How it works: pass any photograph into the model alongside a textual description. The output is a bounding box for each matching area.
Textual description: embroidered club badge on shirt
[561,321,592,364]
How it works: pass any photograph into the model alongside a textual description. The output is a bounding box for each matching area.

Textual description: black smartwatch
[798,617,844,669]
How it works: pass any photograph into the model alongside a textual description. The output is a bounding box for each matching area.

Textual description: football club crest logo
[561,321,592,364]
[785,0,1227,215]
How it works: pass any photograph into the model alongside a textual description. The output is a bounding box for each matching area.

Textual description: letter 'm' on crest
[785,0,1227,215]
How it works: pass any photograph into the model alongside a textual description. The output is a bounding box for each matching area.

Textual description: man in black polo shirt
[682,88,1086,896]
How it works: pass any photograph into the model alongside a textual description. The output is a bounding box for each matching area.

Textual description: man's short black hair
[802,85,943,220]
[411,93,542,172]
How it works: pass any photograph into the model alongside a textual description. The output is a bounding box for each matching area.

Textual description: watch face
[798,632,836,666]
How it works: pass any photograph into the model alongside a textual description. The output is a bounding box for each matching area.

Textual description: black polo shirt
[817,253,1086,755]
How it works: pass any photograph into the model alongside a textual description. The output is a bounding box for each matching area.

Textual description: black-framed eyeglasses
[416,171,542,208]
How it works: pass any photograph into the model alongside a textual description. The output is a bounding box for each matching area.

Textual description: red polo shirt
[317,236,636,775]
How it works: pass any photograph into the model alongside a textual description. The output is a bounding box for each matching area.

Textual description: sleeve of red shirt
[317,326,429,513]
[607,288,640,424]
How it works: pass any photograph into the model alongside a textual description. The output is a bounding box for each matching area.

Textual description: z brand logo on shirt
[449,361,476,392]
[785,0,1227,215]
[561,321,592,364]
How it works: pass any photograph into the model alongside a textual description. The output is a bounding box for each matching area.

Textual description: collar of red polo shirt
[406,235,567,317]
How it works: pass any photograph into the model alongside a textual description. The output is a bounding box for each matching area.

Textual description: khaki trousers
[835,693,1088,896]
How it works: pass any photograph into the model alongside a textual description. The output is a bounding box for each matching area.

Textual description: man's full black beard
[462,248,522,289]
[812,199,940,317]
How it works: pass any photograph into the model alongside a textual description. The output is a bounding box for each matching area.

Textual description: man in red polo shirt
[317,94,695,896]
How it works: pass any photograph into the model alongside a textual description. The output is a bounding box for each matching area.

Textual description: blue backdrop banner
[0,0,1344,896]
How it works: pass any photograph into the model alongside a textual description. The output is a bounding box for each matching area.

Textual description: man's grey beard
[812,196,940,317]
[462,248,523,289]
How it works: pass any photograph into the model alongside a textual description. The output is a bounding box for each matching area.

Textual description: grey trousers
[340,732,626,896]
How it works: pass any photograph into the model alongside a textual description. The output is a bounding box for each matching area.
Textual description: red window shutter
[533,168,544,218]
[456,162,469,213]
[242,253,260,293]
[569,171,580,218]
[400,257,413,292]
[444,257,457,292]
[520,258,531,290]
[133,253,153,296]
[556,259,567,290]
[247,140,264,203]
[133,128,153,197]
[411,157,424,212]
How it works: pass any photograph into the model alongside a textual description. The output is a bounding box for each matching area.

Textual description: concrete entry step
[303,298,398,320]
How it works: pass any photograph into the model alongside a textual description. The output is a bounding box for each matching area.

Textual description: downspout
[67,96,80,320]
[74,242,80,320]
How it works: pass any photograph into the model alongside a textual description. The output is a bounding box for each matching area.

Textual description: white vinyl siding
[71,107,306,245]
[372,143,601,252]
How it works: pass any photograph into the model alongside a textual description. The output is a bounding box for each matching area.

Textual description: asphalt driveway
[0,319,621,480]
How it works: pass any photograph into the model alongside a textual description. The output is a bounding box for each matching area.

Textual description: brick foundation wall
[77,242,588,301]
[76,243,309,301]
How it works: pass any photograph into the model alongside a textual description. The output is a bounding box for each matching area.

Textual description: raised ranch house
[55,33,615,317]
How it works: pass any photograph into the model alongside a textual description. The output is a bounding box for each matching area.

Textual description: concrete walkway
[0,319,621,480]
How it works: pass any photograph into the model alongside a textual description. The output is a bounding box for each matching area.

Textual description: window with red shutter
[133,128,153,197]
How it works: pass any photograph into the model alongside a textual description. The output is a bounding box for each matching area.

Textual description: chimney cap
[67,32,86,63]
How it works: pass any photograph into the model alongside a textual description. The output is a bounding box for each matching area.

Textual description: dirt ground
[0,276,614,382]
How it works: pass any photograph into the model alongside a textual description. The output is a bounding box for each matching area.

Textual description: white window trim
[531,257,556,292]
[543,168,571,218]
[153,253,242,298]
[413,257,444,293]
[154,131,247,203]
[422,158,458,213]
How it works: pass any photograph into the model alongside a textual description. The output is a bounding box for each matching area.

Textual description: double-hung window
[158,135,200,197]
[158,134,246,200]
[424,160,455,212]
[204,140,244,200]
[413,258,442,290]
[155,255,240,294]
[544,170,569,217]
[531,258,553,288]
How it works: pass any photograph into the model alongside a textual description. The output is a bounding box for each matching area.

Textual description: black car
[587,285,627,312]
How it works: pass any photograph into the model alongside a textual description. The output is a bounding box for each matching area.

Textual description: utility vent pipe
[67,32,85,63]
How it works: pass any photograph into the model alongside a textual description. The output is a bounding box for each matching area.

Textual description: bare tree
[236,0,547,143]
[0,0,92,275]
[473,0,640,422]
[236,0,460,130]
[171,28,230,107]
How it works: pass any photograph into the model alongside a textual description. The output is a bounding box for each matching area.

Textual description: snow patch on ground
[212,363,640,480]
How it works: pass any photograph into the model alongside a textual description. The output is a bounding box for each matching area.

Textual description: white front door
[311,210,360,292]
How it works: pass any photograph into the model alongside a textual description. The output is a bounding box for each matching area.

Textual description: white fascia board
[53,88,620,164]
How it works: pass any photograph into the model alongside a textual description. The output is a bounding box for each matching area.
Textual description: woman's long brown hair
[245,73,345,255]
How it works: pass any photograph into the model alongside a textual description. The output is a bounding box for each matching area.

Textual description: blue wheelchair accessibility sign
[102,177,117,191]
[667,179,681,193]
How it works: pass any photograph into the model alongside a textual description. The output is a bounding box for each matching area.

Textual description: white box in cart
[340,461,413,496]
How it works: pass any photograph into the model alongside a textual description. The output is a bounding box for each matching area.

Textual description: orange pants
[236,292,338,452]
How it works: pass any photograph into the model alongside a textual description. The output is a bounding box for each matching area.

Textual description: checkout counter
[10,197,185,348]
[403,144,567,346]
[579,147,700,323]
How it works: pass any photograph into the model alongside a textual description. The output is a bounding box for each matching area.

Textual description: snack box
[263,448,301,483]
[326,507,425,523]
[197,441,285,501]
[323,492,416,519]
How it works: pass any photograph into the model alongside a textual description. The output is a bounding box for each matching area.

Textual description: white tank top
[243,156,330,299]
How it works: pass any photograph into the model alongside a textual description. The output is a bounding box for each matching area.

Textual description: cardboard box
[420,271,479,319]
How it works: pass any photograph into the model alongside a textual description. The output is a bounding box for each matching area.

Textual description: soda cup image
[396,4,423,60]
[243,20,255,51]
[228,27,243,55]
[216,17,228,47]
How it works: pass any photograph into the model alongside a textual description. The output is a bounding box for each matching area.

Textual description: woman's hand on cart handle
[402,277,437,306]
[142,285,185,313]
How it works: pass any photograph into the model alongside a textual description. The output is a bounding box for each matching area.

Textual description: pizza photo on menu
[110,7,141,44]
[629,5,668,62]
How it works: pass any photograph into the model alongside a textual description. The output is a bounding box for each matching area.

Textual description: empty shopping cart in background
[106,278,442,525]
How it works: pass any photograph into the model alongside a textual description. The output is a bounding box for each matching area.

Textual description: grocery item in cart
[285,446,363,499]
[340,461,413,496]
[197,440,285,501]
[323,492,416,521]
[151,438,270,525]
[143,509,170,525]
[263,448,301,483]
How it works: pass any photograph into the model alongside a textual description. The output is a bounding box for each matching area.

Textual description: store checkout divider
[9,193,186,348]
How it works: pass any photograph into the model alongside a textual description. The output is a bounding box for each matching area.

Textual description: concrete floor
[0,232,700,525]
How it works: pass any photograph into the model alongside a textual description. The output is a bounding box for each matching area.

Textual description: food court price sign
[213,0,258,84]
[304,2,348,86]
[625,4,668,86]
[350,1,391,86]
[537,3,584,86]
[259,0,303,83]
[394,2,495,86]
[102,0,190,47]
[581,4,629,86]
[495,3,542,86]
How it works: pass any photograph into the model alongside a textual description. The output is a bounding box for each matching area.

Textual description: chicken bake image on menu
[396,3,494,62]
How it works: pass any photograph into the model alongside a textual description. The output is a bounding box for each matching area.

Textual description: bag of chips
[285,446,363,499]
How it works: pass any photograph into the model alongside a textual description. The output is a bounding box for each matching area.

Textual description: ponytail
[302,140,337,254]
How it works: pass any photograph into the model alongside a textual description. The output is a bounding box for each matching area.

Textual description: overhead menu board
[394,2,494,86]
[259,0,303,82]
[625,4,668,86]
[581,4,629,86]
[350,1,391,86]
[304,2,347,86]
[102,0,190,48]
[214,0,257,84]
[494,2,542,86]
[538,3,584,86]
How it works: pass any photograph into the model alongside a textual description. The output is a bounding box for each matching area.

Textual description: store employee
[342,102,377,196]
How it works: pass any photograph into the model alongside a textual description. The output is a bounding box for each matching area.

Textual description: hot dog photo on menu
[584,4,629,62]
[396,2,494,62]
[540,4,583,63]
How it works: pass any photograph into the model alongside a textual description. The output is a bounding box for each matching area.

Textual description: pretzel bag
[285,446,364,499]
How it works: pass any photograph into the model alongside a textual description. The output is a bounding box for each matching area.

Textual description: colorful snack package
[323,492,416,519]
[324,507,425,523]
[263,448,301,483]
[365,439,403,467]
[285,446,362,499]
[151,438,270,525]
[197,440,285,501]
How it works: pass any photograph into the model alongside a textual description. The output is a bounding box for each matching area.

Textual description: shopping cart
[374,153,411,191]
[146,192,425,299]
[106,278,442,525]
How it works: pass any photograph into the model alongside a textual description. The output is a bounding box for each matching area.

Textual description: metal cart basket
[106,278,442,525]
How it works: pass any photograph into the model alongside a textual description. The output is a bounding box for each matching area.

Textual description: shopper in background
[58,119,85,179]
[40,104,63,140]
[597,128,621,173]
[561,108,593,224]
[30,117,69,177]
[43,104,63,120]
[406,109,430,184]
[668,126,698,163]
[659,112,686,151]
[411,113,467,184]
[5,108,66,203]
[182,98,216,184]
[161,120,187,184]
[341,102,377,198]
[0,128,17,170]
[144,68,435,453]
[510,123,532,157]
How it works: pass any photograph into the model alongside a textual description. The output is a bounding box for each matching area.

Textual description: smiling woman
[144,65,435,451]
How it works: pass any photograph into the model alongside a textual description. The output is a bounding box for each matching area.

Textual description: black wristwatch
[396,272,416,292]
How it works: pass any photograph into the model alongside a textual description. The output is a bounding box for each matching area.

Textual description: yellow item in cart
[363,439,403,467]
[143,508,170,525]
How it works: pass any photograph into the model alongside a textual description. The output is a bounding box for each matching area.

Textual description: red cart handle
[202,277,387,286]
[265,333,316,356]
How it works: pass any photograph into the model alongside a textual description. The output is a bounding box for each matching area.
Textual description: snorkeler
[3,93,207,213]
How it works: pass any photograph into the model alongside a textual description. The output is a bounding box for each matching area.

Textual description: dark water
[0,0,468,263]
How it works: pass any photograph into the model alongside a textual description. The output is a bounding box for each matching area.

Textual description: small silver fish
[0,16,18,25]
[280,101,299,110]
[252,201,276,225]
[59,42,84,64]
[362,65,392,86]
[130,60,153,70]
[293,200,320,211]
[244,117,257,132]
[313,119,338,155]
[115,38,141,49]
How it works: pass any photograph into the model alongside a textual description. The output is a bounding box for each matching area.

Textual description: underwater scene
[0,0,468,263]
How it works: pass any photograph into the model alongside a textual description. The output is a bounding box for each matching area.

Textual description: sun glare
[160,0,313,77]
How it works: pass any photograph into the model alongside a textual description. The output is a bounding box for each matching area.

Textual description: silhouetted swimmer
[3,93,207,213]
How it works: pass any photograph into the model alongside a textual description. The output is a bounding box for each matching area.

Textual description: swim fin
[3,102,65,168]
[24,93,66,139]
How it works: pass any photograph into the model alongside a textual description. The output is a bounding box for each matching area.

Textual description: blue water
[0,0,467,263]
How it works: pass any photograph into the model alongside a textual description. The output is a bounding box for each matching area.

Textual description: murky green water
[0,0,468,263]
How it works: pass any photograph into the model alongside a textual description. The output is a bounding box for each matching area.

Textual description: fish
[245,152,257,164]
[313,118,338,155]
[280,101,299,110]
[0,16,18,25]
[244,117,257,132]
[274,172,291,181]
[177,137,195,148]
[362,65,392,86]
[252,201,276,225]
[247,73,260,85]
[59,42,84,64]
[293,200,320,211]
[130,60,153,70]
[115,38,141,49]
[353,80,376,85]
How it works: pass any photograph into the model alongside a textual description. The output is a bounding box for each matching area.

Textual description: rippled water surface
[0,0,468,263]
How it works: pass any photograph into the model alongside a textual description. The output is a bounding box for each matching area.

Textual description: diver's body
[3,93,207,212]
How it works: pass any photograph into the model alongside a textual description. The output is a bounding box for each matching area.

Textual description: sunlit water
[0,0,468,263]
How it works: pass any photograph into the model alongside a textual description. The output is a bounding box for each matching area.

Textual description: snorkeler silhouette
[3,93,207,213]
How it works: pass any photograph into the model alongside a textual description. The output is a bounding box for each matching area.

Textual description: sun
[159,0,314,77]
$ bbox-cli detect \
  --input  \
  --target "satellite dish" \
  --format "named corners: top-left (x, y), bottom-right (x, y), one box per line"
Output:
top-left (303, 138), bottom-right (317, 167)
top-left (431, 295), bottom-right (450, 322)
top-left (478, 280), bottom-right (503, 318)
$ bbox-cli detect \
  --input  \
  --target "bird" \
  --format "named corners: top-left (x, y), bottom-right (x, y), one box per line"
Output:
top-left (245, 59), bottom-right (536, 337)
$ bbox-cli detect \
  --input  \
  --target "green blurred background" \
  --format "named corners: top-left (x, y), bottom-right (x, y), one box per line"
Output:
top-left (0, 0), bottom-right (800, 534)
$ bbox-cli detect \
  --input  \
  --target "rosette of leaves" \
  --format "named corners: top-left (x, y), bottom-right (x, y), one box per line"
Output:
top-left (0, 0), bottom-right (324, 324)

=== STATED GOAL ===
Repeat the records above, from their first line through the line containing "[798,617,844,669]", with every "photograph" renamed to "image" and nothing else altered.

=== COMPLETED EXERCISE ===
How it works: pass any image into the model alongside a textual description. The output is a bounding box for each matching area.
Textual description: embroidered club badge on shirt
[561,321,592,364]
How it works: pass any image into the model alongside a textual description. The output is a bounding box for each matching area.

Textual description: black smartwatch
[798,617,844,669]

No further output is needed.